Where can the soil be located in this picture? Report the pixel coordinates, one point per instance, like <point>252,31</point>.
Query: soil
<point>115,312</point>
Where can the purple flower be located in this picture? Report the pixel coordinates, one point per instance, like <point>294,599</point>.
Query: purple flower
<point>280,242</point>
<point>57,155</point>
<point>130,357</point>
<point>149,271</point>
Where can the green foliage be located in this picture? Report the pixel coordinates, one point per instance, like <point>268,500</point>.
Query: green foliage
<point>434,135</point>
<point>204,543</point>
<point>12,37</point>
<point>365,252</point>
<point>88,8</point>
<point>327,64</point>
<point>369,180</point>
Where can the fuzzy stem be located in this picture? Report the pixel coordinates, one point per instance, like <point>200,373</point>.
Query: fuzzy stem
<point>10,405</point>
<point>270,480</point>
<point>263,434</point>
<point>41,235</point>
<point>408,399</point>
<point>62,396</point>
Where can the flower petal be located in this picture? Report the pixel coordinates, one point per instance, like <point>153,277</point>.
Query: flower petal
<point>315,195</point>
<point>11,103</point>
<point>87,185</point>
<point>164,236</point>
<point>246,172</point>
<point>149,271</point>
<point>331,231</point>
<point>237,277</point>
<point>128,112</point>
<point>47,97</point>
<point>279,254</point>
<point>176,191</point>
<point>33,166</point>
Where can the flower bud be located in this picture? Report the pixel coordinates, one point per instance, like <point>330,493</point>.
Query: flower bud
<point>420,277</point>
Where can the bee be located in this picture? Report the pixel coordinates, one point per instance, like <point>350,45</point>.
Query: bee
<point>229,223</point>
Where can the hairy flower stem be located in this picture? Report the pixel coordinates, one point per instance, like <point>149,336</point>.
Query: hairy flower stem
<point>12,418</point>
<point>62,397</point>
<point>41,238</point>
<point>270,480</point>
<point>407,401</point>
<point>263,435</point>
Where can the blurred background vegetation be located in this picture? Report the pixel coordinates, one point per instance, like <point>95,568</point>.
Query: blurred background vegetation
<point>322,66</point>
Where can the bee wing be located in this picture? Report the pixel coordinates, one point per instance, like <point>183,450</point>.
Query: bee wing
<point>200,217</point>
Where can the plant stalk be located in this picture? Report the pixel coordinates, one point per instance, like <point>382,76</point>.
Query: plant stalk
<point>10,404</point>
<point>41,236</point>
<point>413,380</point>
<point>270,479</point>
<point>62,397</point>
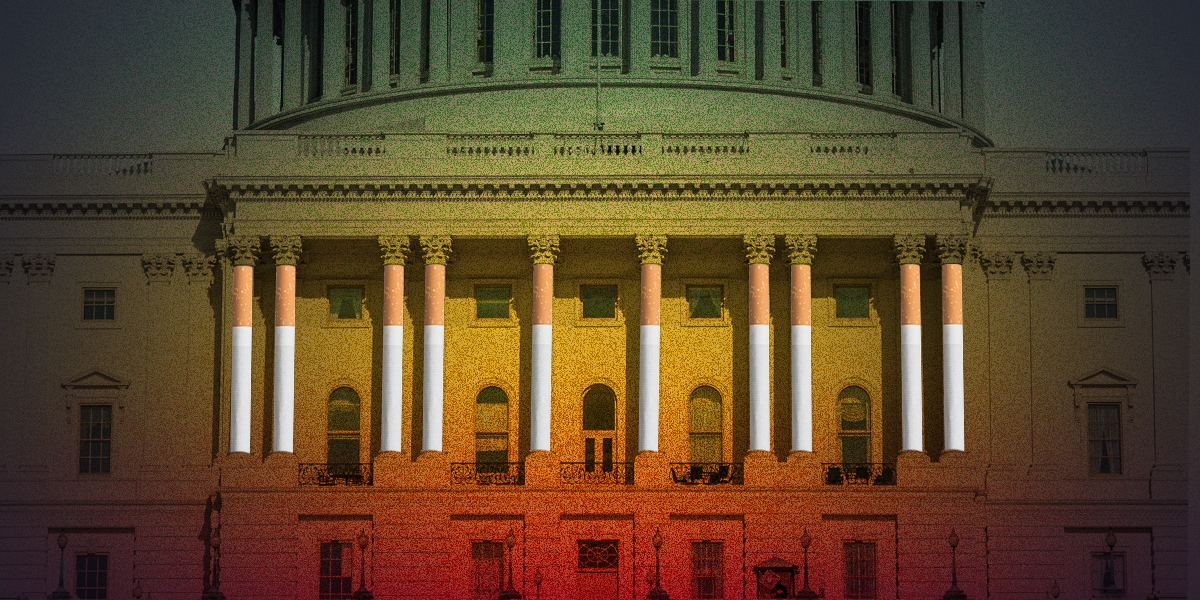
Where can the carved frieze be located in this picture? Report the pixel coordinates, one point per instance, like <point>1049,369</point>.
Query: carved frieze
<point>544,249</point>
<point>651,249</point>
<point>159,267</point>
<point>910,249</point>
<point>759,247</point>
<point>39,268</point>
<point>286,250</point>
<point>394,249</point>
<point>436,249</point>
<point>1161,265</point>
<point>1038,264</point>
<point>801,247</point>
<point>952,249</point>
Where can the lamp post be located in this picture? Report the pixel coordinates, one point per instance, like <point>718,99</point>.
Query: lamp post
<point>657,592</point>
<point>954,593</point>
<point>63,591</point>
<point>363,593</point>
<point>807,592</point>
<point>510,593</point>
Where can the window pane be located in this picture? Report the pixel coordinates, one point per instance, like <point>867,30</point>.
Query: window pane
<point>705,301</point>
<point>346,303</point>
<point>599,301</point>
<point>492,303</point>
<point>853,301</point>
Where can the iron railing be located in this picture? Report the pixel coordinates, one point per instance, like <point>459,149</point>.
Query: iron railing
<point>487,473</point>
<point>707,473</point>
<point>621,473</point>
<point>858,473</point>
<point>335,473</point>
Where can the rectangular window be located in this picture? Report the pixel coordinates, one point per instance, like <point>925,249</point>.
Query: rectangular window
<point>901,51</point>
<point>99,305</point>
<point>599,301</point>
<point>351,46</point>
<point>91,576</point>
<point>1104,438</point>
<point>336,569</point>
<point>346,303</point>
<point>492,301</point>
<point>486,569</point>
<point>1101,303</point>
<point>547,29</point>
<point>705,301</point>
<point>1108,575</point>
<point>665,28</point>
<point>816,43</point>
<point>852,301</point>
<point>726,31</point>
<point>605,28</point>
<point>859,563</point>
<point>707,569</point>
<point>863,45</point>
<point>485,30</point>
<point>95,438</point>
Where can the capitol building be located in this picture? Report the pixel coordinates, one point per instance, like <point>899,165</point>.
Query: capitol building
<point>597,300</point>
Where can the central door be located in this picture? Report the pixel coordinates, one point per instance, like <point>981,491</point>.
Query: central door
<point>595,574</point>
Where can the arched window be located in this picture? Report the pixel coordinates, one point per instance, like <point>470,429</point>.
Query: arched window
<point>705,425</point>
<point>342,427</point>
<point>492,430</point>
<point>599,423</point>
<point>855,425</point>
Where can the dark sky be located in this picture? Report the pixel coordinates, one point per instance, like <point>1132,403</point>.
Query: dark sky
<point>131,76</point>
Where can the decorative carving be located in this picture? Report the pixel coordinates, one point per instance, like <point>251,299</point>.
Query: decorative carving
<point>996,265</point>
<point>544,249</point>
<point>952,249</point>
<point>286,250</point>
<point>394,249</point>
<point>436,249</point>
<point>6,264</point>
<point>198,268</point>
<point>759,247</point>
<point>910,249</point>
<point>39,267</point>
<point>1038,264</point>
<point>801,247</point>
<point>651,249</point>
<point>1159,265</point>
<point>159,267</point>
<point>243,251</point>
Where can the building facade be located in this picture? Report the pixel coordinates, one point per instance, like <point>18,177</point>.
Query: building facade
<point>598,300</point>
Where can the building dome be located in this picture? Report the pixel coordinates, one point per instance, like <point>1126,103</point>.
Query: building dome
<point>502,66</point>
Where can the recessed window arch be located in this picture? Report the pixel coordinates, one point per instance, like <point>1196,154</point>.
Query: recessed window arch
<point>492,429</point>
<point>343,418</point>
<point>705,425</point>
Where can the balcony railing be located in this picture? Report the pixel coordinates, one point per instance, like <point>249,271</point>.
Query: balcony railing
<point>707,473</point>
<point>621,473</point>
<point>487,473</point>
<point>334,474</point>
<point>858,473</point>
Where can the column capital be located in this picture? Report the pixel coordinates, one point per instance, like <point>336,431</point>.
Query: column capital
<point>651,249</point>
<point>759,247</point>
<point>436,249</point>
<point>1159,265</point>
<point>544,249</point>
<point>240,250</point>
<point>394,249</point>
<point>952,249</point>
<point>1038,264</point>
<point>909,249</point>
<point>286,249</point>
<point>801,247</point>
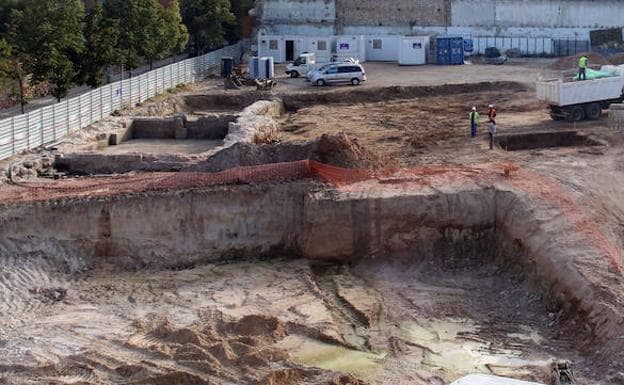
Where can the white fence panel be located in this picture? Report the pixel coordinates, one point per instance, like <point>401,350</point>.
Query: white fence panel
<point>49,124</point>
<point>85,110</point>
<point>34,129</point>
<point>96,105</point>
<point>6,138</point>
<point>20,128</point>
<point>60,119</point>
<point>73,114</point>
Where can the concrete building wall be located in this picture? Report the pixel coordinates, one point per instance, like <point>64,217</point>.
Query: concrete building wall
<point>297,17</point>
<point>565,18</point>
<point>537,13</point>
<point>391,12</point>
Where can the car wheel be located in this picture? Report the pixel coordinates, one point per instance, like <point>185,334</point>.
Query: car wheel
<point>593,111</point>
<point>575,114</point>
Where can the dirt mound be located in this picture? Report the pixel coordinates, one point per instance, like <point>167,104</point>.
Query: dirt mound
<point>345,151</point>
<point>617,59</point>
<point>383,94</point>
<point>571,62</point>
<point>213,350</point>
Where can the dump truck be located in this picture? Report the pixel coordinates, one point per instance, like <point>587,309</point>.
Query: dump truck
<point>304,64</point>
<point>577,100</point>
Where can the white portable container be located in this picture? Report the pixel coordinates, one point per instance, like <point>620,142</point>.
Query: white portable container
<point>267,68</point>
<point>382,48</point>
<point>350,47</point>
<point>413,50</point>
<point>559,93</point>
<point>254,67</point>
<point>321,47</point>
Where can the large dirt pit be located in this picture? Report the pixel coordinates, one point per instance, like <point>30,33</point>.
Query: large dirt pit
<point>423,264</point>
<point>367,285</point>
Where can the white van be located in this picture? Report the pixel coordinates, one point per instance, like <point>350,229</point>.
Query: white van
<point>347,72</point>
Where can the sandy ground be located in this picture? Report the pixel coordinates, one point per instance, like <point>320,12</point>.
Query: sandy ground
<point>289,321</point>
<point>390,74</point>
<point>163,146</point>
<point>243,322</point>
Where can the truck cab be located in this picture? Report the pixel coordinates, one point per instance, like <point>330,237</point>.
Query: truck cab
<point>303,64</point>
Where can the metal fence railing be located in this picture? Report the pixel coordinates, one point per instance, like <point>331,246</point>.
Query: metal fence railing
<point>51,123</point>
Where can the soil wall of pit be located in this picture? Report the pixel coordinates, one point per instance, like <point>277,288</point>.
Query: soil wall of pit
<point>473,225</point>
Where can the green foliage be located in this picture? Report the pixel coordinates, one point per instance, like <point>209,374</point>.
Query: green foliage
<point>207,21</point>
<point>100,38</point>
<point>240,9</point>
<point>6,7</point>
<point>146,29</point>
<point>47,34</point>
<point>176,34</point>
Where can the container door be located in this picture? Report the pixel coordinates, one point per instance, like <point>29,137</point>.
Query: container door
<point>290,50</point>
<point>443,51</point>
<point>457,50</point>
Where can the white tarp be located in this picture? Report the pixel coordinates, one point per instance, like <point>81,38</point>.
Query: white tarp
<point>485,379</point>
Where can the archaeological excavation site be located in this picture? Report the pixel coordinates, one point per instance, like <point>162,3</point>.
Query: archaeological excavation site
<point>334,236</point>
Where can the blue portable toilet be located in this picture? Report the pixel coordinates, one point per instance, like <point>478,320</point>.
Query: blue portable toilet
<point>443,49</point>
<point>457,50</point>
<point>227,65</point>
<point>450,50</point>
<point>254,67</point>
————————
Scale the data between the line holding "Where can the concrete" and the line holding "<point>575,114</point>", inclusive, by multiplying every point coordinate in the answers by 2.35 and rounding to whole numbers, with halves rounded up. Rewrite those lines with the requests included, leaving the requests and their sample points unchanged.

• [Response to the task]
Where can the concrete building wall be located in this picture? Report the pixel coordinates, one point per instance, like <point>64,217</point>.
Query: concrete building wall
<point>698,40</point>
<point>1328,42</point>
<point>1262,31</point>
<point>919,28</point>
Where can the car wheel be located in this picture? Report the pixel coordinates, one point per instance, like <point>185,334</point>.
Query: car wheel
<point>1394,261</point>
<point>1351,268</point>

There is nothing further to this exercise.